* [Your assignment]: Could you output only the lines from the one containing "foot and record the coordinates." through the last line of the data, both included?

Start of Block

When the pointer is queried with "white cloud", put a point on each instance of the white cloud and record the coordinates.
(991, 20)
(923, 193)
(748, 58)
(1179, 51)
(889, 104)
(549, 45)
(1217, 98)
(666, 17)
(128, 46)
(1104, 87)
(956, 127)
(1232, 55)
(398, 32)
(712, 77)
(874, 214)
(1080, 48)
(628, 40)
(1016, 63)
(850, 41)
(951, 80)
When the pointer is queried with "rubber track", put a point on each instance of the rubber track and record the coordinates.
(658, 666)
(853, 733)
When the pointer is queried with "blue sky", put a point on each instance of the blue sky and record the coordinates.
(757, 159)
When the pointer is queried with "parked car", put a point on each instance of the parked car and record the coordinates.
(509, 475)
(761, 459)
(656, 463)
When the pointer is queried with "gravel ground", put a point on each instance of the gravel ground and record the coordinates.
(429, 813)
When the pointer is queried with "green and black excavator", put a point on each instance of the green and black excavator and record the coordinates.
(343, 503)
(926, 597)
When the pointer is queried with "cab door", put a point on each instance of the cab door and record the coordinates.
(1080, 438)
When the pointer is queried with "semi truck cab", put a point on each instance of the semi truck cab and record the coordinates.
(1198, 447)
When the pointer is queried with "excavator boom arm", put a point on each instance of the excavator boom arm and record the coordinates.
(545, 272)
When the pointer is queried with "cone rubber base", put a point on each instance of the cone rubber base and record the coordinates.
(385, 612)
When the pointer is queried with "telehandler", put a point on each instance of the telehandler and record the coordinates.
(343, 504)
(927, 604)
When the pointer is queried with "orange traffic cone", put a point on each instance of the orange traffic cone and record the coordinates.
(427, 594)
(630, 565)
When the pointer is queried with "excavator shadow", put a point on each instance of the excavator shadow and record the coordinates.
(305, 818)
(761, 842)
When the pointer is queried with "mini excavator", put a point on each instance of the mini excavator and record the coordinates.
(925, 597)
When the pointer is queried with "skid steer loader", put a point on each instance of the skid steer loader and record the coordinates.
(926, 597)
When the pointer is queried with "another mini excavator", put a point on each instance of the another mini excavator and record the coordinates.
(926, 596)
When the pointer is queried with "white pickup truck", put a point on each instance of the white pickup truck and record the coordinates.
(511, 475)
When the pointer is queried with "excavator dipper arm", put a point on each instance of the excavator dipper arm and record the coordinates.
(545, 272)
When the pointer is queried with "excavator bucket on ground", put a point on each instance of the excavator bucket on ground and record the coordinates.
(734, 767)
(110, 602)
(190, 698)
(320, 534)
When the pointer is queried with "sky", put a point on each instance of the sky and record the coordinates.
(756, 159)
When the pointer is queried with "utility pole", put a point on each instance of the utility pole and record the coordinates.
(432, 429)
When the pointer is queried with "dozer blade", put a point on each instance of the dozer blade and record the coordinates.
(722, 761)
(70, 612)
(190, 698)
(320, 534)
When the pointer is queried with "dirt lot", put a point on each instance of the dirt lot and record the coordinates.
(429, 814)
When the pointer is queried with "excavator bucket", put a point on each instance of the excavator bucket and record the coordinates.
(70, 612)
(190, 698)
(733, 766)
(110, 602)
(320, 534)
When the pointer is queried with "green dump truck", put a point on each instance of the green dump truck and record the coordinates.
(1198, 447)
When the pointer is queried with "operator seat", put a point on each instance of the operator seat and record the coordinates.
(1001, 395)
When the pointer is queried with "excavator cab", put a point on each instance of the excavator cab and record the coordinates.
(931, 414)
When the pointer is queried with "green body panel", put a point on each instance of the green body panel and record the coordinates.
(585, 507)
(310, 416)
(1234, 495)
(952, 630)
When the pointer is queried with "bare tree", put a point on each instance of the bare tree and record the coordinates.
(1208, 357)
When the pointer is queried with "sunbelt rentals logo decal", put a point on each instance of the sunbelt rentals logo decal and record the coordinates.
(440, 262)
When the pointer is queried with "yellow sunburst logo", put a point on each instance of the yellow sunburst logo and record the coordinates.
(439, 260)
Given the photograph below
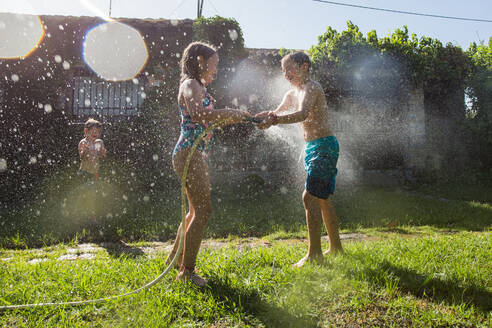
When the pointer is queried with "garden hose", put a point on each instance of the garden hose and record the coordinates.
(180, 244)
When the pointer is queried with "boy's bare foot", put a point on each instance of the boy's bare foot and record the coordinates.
(309, 258)
(192, 277)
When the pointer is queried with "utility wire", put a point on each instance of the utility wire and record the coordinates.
(404, 12)
(177, 7)
(212, 4)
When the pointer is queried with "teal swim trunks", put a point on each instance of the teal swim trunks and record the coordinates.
(320, 164)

End of Block

* [Task result]:
When the pointer is queried with "boy's bare foot", put a point on each instance of the boy's bare foot and record the coordinates.
(309, 258)
(192, 277)
When the pointer is queried with "utility wire", put a point on each instance of the utility wire and record the coordinates.
(404, 12)
(177, 7)
(212, 4)
When the pointer is queried with "teal swim trunks", put a point on each instance of the teal swim trunks and record the coordinates.
(320, 164)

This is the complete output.